• **Document segment**:
4.7. α5 Integrin siRNA Transfection

D1 cells were previously seeded into 12-well plates (2 × 104 cells/cm2) before siRNA transfection. D1 cells were incubated in antibiotic-free culture medium for 24 h before siRNA transfection. Lipofectamine RNAi MAX reagent (Invitrogen, Carlsbad, CA, USA) was used to transfect α5 integrin siRNA (5 nM) (Ambion) in D1 cells. The RNAi-negative universal control was used (Invitrogen, Carlsbad, CA, USA). Cells were cultured in serum-depleted Opti-MEM medium (Life Technologies, Eugene, OR, USA) during siRNA transfection. To observe the transfection efficiency, Alexa Fluor Red (Invitrogen, Carlsbad, CA, USA) was used for transfection. D1 cells were observed by using a fluorescence microscope, and images were acquired using Image-Pro Plus software, version 5.0 (Media Cybernetics, Silver Spring, MD, USA). After transfection, the culture medium was changed to basal medium for 24 h, followed by treatment with SVS to measure the mRNA expression of osteogenic marker genes and osteogenic differentiation.

4.8. Alkaline Phosphatase (ALP) Activity Staining

An ALP kit (No. 85, Sigma-Aldrich, St. Louis, MO, USA) was used to detect ALP activity according to the manufacturer’s instructions. At each indicated time point, cells were fixed with 10% formalin saline at room temperature for 10 min. After washing once with distilled water, the alkaline dye mixture was added to each culture well and incubated for 15 to 30 min. The staining solution was removed, and the wells were washed with distilled water. The fixed and stained plates were then air-dried at room temperature, and the ALP-positive stained cells were photographed.

• **Dataset entries**:
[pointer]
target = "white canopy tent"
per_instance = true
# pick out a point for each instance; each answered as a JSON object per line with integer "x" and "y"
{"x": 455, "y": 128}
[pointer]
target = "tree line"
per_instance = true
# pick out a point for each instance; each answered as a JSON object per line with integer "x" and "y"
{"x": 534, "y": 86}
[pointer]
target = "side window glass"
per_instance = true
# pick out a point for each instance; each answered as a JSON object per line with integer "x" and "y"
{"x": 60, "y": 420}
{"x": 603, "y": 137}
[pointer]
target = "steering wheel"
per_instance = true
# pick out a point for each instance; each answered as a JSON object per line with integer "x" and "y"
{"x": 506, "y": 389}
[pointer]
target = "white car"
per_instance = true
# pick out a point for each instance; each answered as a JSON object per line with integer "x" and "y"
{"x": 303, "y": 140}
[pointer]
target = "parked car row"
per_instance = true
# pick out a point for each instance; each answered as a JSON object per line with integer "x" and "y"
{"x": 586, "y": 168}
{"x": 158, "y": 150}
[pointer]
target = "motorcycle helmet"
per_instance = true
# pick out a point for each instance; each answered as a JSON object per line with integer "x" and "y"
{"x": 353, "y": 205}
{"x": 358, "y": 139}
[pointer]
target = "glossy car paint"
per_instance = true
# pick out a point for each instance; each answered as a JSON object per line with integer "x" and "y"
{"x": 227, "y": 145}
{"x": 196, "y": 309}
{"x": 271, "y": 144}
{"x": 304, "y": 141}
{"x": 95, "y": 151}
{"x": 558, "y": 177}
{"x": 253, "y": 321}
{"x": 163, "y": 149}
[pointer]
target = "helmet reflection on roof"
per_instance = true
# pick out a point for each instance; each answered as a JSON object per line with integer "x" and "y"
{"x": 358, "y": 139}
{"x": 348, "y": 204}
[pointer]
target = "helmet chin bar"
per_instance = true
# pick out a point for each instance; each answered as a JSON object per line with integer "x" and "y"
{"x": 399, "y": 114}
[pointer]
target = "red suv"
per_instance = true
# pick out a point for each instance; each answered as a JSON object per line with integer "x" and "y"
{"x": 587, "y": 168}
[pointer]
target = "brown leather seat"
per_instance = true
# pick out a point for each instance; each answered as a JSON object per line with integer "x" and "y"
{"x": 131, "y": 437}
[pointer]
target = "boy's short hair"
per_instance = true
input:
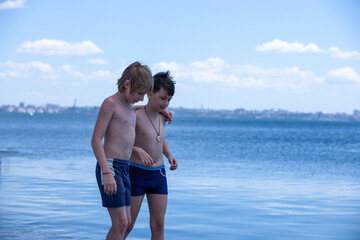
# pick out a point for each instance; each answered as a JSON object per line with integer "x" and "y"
{"x": 164, "y": 80}
{"x": 140, "y": 78}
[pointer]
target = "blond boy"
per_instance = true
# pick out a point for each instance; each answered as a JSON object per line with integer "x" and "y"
{"x": 116, "y": 124}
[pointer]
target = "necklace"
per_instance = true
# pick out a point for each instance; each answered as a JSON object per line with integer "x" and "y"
{"x": 158, "y": 138}
{"x": 127, "y": 106}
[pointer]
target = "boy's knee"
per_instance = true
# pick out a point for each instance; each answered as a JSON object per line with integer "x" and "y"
{"x": 121, "y": 225}
{"x": 157, "y": 225}
{"x": 130, "y": 226}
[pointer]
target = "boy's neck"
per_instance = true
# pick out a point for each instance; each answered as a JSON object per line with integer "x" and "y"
{"x": 150, "y": 111}
{"x": 124, "y": 101}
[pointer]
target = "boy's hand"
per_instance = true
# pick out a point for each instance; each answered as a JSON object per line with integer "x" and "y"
{"x": 173, "y": 163}
{"x": 145, "y": 158}
{"x": 168, "y": 115}
{"x": 109, "y": 184}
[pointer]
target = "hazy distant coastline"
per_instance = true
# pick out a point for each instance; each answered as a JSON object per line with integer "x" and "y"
{"x": 239, "y": 113}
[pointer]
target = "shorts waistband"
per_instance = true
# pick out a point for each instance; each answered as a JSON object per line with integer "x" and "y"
{"x": 146, "y": 168}
{"x": 118, "y": 161}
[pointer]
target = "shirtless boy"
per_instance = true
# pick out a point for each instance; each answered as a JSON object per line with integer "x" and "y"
{"x": 147, "y": 172}
{"x": 116, "y": 124}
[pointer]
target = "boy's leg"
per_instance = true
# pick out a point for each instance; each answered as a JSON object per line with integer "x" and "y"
{"x": 157, "y": 207}
{"x": 120, "y": 219}
{"x": 136, "y": 202}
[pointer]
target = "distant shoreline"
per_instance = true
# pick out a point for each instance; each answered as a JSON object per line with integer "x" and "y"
{"x": 196, "y": 112}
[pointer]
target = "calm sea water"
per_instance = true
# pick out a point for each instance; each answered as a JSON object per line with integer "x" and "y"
{"x": 237, "y": 179}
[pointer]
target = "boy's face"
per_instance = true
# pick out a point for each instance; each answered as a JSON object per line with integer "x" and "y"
{"x": 132, "y": 97}
{"x": 135, "y": 97}
{"x": 159, "y": 100}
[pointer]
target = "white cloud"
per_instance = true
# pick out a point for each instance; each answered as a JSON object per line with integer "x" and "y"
{"x": 59, "y": 47}
{"x": 97, "y": 61}
{"x": 12, "y": 4}
{"x": 285, "y": 47}
{"x": 68, "y": 69}
{"x": 216, "y": 71}
{"x": 337, "y": 53}
{"x": 101, "y": 74}
{"x": 11, "y": 69}
{"x": 345, "y": 75}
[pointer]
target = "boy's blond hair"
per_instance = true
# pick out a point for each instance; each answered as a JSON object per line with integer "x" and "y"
{"x": 140, "y": 78}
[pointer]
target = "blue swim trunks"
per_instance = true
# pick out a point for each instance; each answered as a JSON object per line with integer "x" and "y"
{"x": 120, "y": 171}
{"x": 147, "y": 180}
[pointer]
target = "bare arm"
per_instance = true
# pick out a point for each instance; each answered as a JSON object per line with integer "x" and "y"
{"x": 145, "y": 158}
{"x": 167, "y": 114}
{"x": 101, "y": 125}
{"x": 173, "y": 162}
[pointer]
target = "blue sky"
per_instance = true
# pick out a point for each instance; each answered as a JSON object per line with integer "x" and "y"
{"x": 292, "y": 55}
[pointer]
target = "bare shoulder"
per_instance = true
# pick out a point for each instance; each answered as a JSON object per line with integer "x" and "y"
{"x": 140, "y": 113}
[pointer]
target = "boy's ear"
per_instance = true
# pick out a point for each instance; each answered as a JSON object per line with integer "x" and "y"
{"x": 127, "y": 84}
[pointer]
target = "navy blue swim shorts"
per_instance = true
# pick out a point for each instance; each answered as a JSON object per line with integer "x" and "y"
{"x": 147, "y": 180}
{"x": 120, "y": 171}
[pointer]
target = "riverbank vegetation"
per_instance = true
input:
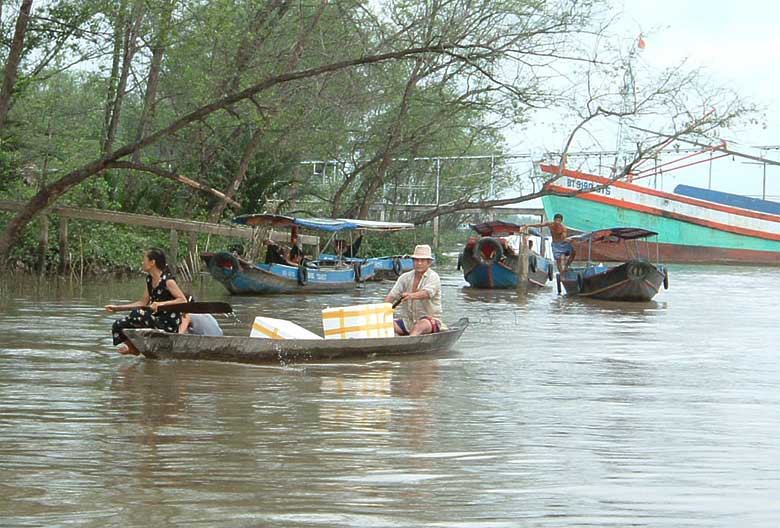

• **Required work**:
Turn the paragraph of the methods excerpt that starts with "An ALP kit" into a short list of steps, keeping its main facts. These entries have nothing to do with the methods excerpt.

• **Written solution**:
- Detect ALP activity with an ALP kit (No. 85, Sigma-Aldrich, St. Louis, MO, USA), following the manufacturer's instructions.
- At each set time point, fix the cells in 10% formalin saline at room temperature for 10 min.
- Wash once with distilled water.
- Add the alkaline dye mixture to each well and incubate for 15 to 30 min.
- Remove the staining solution and wash the wells with distilled water.
- Air-dry the plates at room temperature and photograph the ALP-positive stained cells.